TAREAS POR HACER:
**A)** Según el saludo al Capítulo general, ¿qué número de Ministro general de la Orden le corresponde al P. Lanfranco Serrini?
**B)** De acuerdo con el saludo al Capítulo general, ¿por qué se felicita al P. Lanfranco Serrini?
**C)** Reproduce del saludo al Capítulo general el fragmento que empieza con las palabras que contienen "1. Os saludo" y termina con "todo el mundo.".

TEXTO DADO:
......

1. Os saludo con sincero afecto a todos vosotros, miembros del Capítulo general de los Hermanos Menores Conventuales, que, reunidos en Asís, junto a la venerada tumba de vuestro seráfico Padre, habéis dado a vuestra gran familia franciscana el 116 Ministro general de la Orden en la persona del P. Lanfranco Serrini; a él le felicito por esta elección y, sobre todo, le expreso mis votos más fervientes de que, siguiendo las huellas de san Francisco, desempeñe la labor a que ha sido llamado, del mejor modo posible, y pueda conseguir un éxito total en su gobierno, o mejor, en el servicio de los 5.000 Hermanos Conventuales, dispersos por todo el mundo.

......

ENTRADAS PROPORCIONADAS:
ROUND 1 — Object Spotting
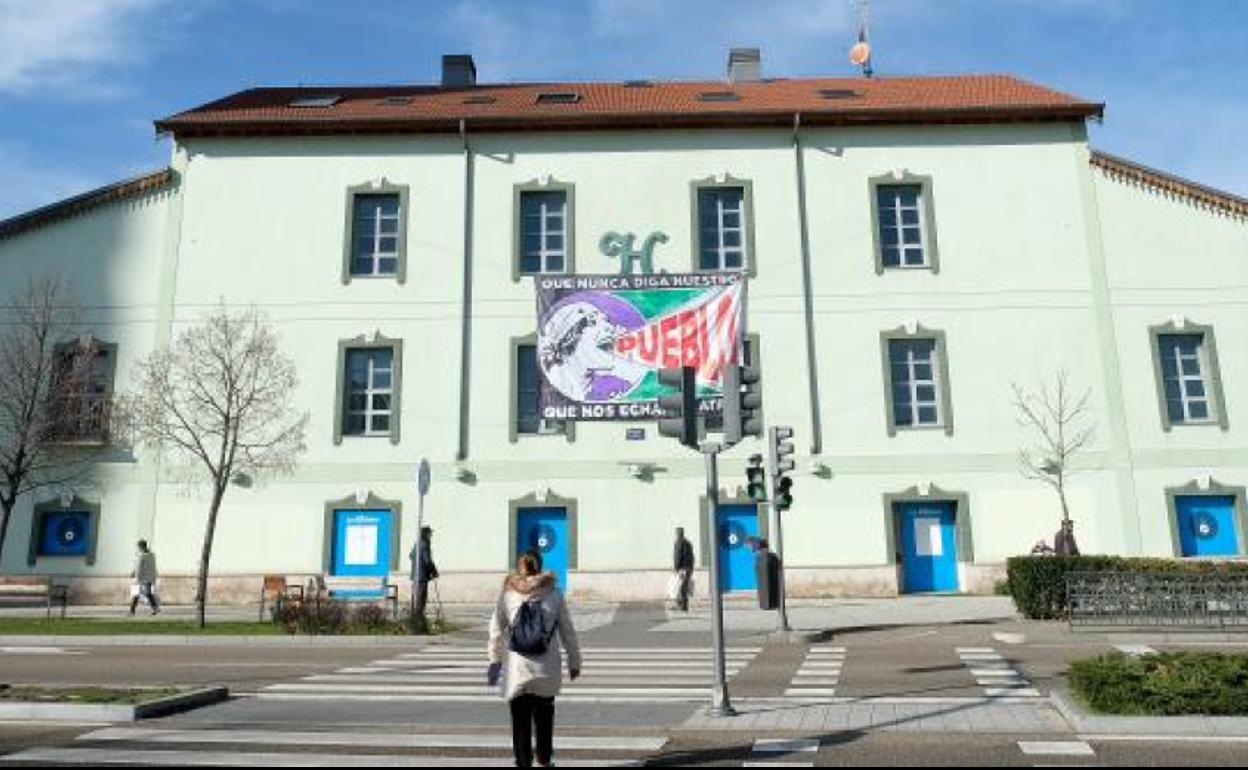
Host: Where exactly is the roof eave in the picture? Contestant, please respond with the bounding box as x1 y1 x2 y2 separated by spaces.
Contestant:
155 102 1104 139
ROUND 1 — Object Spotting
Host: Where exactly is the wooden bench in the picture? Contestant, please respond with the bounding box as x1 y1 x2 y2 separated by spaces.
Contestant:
260 575 303 620
0 575 70 619
316 575 398 620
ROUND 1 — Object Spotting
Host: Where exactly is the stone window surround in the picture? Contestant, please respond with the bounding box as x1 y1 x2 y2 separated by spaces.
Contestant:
884 484 975 564
512 175 577 283
333 331 403 446
867 168 940 276
1166 478 1248 559
342 177 412 286
880 323 953 436
26 495 100 567
321 490 403 574
56 334 117 443
689 173 759 278
503 488 580 571
507 332 577 444
1148 318 1231 433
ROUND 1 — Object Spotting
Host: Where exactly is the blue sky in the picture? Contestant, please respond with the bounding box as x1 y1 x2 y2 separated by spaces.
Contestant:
0 0 1248 218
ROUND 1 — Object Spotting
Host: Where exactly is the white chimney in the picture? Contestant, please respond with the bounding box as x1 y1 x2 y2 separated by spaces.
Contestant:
728 49 763 82
442 54 477 89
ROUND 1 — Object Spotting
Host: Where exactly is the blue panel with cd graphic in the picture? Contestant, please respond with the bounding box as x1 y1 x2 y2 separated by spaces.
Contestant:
718 503 759 590
515 508 569 590
39 510 91 557
1174 494 1239 557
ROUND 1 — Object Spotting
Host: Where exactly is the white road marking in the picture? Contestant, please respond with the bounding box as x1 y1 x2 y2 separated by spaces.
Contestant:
754 738 819 754
77 728 668 751
1018 740 1096 756
5 749 641 768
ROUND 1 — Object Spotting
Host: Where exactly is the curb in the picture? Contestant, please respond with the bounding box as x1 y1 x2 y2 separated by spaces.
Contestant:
1048 688 1248 738
0 634 441 648
0 686 230 723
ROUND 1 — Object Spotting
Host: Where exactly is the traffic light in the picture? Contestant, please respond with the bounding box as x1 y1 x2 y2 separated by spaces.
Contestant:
776 475 792 510
724 366 763 447
659 367 703 449
745 454 768 503
768 426 794 510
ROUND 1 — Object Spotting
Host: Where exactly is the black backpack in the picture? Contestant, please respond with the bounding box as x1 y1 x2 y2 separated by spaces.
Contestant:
508 599 558 658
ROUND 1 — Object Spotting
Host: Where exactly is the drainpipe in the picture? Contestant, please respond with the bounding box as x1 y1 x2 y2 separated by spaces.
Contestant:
792 112 824 456
456 120 473 461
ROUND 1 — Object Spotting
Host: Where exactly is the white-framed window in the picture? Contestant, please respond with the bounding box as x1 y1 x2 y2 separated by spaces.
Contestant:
351 192 402 277
698 187 746 271
889 339 943 428
342 348 394 436
1157 333 1217 424
519 190 568 276
875 185 930 268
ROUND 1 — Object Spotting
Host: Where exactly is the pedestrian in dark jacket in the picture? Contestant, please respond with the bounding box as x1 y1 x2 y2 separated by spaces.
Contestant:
412 527 438 634
671 527 694 613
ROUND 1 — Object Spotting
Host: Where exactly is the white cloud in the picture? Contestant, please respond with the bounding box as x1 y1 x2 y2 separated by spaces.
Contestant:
0 0 166 95
0 141 107 220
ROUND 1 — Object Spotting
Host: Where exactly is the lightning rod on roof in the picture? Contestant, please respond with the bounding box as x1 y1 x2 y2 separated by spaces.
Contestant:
850 0 875 77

......

RESULTADOS DEL EJERCICIO:
**A)** Es el 116 Ministro general de la Orden.

**B)** Se le felicita por su elección. El Capítulo general de los Hermanos Menores Conventuales, reunido en Asís, lo ha dado a la familia franciscana como 116 Ministro general de la Orden.

**C)**
1. Os saludo con sincero afecto a todos vosotros, miembros del Capítulo general de los Hermanos Menores Conventuales, que, reunidos en Asís, junto a la venerada tumba de vuestro seráfico Padre, habéis dado a vuestra gran familia franciscana el 116 Ministro general de la Orden en la persona del P. Lanfranco Serrini; a él le felicito por esta elección y, sobre todo, le expreso mis votos más fervientes de que, siguiendo las huellas de san Francisco, desempeñe la labor a que ha sido llamado, del mejor modo posible, y pueda conseguir un éxito total en su gobierno, o mejor, en el servicio de los 5.000 Hermanos Conventuales, dispersos por todo el mundo.